--- start EXTRACTED TEXT ---

Today London metals trader Andrew Maguire told King World News that we are now seeing stunning behind the scenes action in gold and silver! Maguire also discussed what is happening in the physical gold market as well as what the bullion banks are up to.
Andrew Maguire: "Cutting through the deliberately bearishly painted high-frequency trading chart chatter, what we actually have is a gold and silver market that is structurally, technically and fundamentally extremely oversold and set up for a very large move higher….
Continue reading the Andrew Maguire interview below…
"There is lots of evidence pointing to this condition, everything from the large, permanently embedded backwardations that we have been evidencing to the more granular evidence.
Backwardation Still Exists But Western Central Bank Manipulation Continues
When we look at backwardations we need to look at the cash price for gold against the closest-month futures contract. This provides a far better read than looking out over the futures curve as these are all synthetic positions in a non-delivery market that are easily manipulated.
What we are saying is the cash or spot price for gold is what I can sell my bullion for and the closest June futures contract is what I can simultaneously buy it back for at a cheaper price. The fact that we have seen un-arbitraged permanent backwardations in gold tells us there is very little willingness to sell real bullion and take on what looks at face value like a "risk-free" trade, especially as one would only have to wait 30 days to get your bullion delivered back to you at a discount.
"Risk-Free" Profit That Nobody Wants
Now consider that this week the so called "risk-free" profit has been as high as $1.50 per ounce and has been averaging close to $1 per ounce. Just think about that for a moment. I can sell 100,000 ounces right now and I get back my 100,000 ounces in just 30 days, and I scoop a so-called "risk-free" profit of somewhere around $100,000 – $150,000. Why are the arbitragers not all over this trade to the point they equalize the price? That is how healthy markets work.

--- end EXTRACTED TEXT ---
--- start DATASET ROWS ---

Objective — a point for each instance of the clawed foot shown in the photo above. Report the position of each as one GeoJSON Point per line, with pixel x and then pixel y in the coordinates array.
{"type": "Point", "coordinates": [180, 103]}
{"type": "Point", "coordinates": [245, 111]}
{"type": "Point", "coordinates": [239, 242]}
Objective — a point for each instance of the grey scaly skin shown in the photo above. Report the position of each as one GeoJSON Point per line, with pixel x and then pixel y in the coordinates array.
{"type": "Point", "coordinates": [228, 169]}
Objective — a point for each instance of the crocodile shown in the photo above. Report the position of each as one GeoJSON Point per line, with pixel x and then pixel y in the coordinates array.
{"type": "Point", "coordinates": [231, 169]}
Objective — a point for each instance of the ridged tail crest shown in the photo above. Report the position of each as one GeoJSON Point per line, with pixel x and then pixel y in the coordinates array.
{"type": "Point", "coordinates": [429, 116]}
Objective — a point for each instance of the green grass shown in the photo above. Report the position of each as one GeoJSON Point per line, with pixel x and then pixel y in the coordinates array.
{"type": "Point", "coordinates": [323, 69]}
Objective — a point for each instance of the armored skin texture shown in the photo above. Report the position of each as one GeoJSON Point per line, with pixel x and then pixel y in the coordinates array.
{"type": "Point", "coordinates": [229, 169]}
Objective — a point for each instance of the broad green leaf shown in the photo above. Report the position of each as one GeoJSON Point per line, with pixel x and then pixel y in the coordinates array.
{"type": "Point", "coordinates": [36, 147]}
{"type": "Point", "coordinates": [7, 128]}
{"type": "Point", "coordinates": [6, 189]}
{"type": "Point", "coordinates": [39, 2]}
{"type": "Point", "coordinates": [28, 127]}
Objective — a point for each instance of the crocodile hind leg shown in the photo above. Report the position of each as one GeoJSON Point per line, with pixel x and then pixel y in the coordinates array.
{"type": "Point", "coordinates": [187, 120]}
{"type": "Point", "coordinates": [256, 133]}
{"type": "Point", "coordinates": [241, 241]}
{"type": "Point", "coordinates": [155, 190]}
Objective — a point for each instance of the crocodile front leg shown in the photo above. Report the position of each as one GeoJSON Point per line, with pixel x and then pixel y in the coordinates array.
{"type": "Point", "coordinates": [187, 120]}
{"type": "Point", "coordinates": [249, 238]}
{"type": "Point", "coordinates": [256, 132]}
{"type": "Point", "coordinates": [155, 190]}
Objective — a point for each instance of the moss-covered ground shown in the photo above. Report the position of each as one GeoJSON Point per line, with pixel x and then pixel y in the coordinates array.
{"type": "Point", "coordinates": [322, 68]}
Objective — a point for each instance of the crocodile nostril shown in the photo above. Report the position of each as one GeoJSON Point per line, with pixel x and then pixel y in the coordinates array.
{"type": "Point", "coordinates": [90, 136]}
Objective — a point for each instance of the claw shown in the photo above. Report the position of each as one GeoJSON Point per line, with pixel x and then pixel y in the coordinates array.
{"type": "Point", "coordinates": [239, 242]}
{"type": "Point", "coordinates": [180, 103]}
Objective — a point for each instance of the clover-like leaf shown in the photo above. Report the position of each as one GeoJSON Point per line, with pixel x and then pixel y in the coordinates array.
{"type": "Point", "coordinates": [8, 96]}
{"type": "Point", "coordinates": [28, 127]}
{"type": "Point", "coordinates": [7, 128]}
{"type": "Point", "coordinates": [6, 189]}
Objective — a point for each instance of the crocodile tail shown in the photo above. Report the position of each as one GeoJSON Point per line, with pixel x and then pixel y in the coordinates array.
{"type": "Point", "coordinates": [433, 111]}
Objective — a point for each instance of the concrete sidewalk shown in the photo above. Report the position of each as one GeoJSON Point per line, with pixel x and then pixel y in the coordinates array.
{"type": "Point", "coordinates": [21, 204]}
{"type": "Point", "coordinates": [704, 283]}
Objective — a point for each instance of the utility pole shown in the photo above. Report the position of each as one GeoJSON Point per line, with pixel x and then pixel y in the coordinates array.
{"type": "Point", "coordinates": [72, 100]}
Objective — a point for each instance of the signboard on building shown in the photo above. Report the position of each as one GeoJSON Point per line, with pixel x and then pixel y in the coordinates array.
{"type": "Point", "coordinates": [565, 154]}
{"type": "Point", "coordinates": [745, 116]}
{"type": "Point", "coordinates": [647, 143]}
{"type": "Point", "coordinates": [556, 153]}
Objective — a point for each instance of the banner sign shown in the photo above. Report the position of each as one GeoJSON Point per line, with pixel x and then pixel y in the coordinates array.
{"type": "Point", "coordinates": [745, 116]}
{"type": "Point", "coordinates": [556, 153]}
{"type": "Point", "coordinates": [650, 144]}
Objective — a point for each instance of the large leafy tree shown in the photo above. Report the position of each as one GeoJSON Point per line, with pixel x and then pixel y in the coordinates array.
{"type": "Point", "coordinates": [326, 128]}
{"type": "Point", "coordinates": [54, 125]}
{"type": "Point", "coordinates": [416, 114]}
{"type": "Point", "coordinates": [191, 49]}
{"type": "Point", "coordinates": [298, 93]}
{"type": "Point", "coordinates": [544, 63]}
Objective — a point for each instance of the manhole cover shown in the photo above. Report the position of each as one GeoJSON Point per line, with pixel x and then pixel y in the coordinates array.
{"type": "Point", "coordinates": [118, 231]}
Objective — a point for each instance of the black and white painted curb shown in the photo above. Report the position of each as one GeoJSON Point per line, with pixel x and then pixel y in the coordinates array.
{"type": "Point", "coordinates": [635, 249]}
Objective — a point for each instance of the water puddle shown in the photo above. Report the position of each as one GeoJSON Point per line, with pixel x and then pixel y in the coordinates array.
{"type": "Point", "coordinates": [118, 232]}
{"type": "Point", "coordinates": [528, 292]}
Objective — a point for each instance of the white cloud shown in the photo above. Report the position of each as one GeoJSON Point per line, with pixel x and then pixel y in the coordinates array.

--- end DATASET ROWS ---

# [LIST OF TASKS]
1 - List every dollar amount that appears in the gold interview.
2 - Repeat word for word the passage of the gold interview starting at "Backwardation Still Exists" and ending at "at a discount.".
The records are separate material, unrelated to the gold interview.

# [WORKED SOLUTIONS]
1 - $1.50 per ounce, $1 per ounce, $100,000, $150,000

2 -
Backwardation Still Exists But Western Central Bank Manipulation Continues
When we look at backwardations we need to look at the cash price for gold against the closest-month futures contract. This provides a far better read than looking out over the futures curve as these are all synthetic positions in a non-delivery market that are easily manipulated.
What we are saying is the cash or spot price for gold is what I can sell my bullion for and the closest June futures contract is what I can simultaneously buy it back for at a cheaper price. The fact that we have seen un-arbitraged permanent backwardations in gold tells us there is very little willingness to sell real bullion and take on what looks at face value like a "risk-free" trade, especially as one would only have to wait 30 days to get your bullion delivered back to you at a discount.